• _What is required_
Quote the listing in full, exactly as given, minus any pictures.

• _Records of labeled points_
========================================================================
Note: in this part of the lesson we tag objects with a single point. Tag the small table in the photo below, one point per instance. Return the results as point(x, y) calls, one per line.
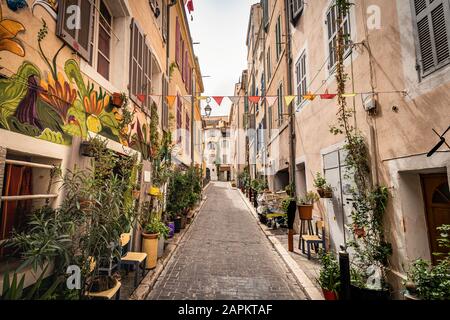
point(108, 294)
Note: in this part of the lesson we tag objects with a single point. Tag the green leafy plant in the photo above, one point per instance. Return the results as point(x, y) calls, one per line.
point(432, 282)
point(14, 289)
point(329, 272)
point(309, 198)
point(156, 226)
point(321, 183)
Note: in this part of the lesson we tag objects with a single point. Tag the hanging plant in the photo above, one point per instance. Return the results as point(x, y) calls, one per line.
point(371, 251)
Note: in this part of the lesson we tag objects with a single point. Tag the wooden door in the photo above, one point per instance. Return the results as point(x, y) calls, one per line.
point(437, 206)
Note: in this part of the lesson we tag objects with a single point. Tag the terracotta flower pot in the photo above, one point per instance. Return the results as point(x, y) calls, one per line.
point(150, 247)
point(329, 295)
point(359, 232)
point(325, 193)
point(117, 99)
point(305, 211)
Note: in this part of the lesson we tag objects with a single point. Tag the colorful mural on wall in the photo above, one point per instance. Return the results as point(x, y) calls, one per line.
point(55, 106)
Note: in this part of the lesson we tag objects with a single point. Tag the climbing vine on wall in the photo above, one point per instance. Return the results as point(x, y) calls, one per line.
point(371, 251)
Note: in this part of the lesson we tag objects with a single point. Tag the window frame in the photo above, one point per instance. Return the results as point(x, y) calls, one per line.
point(73, 40)
point(417, 17)
point(301, 77)
point(332, 37)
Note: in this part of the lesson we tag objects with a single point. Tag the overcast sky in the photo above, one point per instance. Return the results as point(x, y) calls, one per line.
point(221, 28)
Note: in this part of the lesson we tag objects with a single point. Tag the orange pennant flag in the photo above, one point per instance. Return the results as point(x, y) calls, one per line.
point(289, 99)
point(171, 100)
point(327, 96)
point(254, 99)
point(218, 100)
point(309, 97)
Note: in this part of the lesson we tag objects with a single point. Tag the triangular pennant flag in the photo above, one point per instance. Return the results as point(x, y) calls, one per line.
point(254, 99)
point(218, 100)
point(188, 99)
point(271, 100)
point(309, 97)
point(234, 99)
point(327, 96)
point(289, 99)
point(141, 97)
point(171, 100)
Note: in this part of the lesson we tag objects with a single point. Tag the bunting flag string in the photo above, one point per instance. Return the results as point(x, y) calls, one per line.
point(171, 100)
point(234, 99)
point(218, 100)
point(254, 99)
point(270, 100)
point(289, 99)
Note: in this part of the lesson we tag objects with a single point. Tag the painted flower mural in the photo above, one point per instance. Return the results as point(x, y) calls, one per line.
point(56, 105)
point(8, 33)
point(59, 94)
point(94, 105)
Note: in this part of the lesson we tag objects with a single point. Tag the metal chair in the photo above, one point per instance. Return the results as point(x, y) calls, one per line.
point(316, 240)
point(136, 259)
========================================================================
• _Finished answer_
Note: in this part of the lesson we tag objects with a single point. Tag the small table in the photo below, one point per instance. Return the results as point(x, y) calls, one per line.
point(108, 294)
Note: in this part of the lesson we tag objects with a single point. Tag the green leafy plant in the photo above, one point per instance. Return the results as point(x, y) calls, one per line.
point(432, 282)
point(14, 289)
point(329, 272)
point(309, 198)
point(156, 226)
point(321, 183)
Note: in this part of the lesson we tag objects with a single point. Tag the hanging plant in the photo above, one point per instance. Return the results as point(x, y) calls, one per line.
point(371, 251)
Note: in this part of the lesson we tag objects with a single point. Tag the wooden door in the photo above, one point per instance. Return the results as point(x, y) calls, one per line.
point(437, 206)
Note: in this part of the lesson we tag objects with a single point. Tag the terracotta flower pot in the photo above, one point per instance. Return the results as point(x, y) calls, one per line.
point(150, 247)
point(329, 295)
point(359, 232)
point(325, 193)
point(117, 99)
point(305, 211)
Note: in this part of the lesson we tag objects with a single point. Tag the colorful mural on wall in the photo above, one point per instance. Return the results as point(x, y) calls, one per line.
point(55, 106)
Note: in this part of the lesson we tag objects with a single point. Tag the climbing vine on wall in the photo above, one point per instance. Return the results as point(x, y) calls, one per line.
point(371, 251)
Note: in this part of the lesson we tag objects with a single point. Tag the window frame in the photo above, one point per instance. Return the results as point(x, y) calls, one per line.
point(73, 40)
point(417, 17)
point(301, 77)
point(332, 37)
Note: in this part of the lesson we tag objects with a single point. Tag the overcast sky in the photo above, one point per instance. Return the results as point(x, y) calls, one per line.
point(221, 28)
Note: in this part of the lesson we tag objects with a single point. Tag the orange pennant flag in the photo above, one point per instance. Return the results as point(x, y) calls, one per line.
point(289, 99)
point(171, 100)
point(327, 96)
point(254, 99)
point(218, 100)
point(309, 97)
Note: in this part of the lesson we tag objects with a single point. Tag the triangular pennant flag in the photo above, one point per instance. Return the results as point(x, y) calls, one per line.
point(254, 99)
point(218, 100)
point(188, 99)
point(271, 100)
point(309, 97)
point(234, 99)
point(327, 96)
point(289, 99)
point(141, 97)
point(171, 100)
Note: in this part of the lesson we tag objects with a single point. Tag the bunting flag string in the photo above, one point per instance. Return the results as point(x, y) calls, one per line.
point(171, 100)
point(234, 99)
point(218, 100)
point(254, 99)
point(270, 100)
point(289, 99)
Note: in this part of the lesson we tag objects with a single point. Tag the painted flower mural in the photo above, one point per instance. Return the results as point(x, y) calls, one per line.
point(56, 105)
point(8, 33)
point(59, 94)
point(94, 105)
Note: in this part of the lesson we tag objects with a single point. Tag the metal chair in the photo above, one point per instance. Return the results as point(x, y) calls, one per line.
point(316, 240)
point(136, 259)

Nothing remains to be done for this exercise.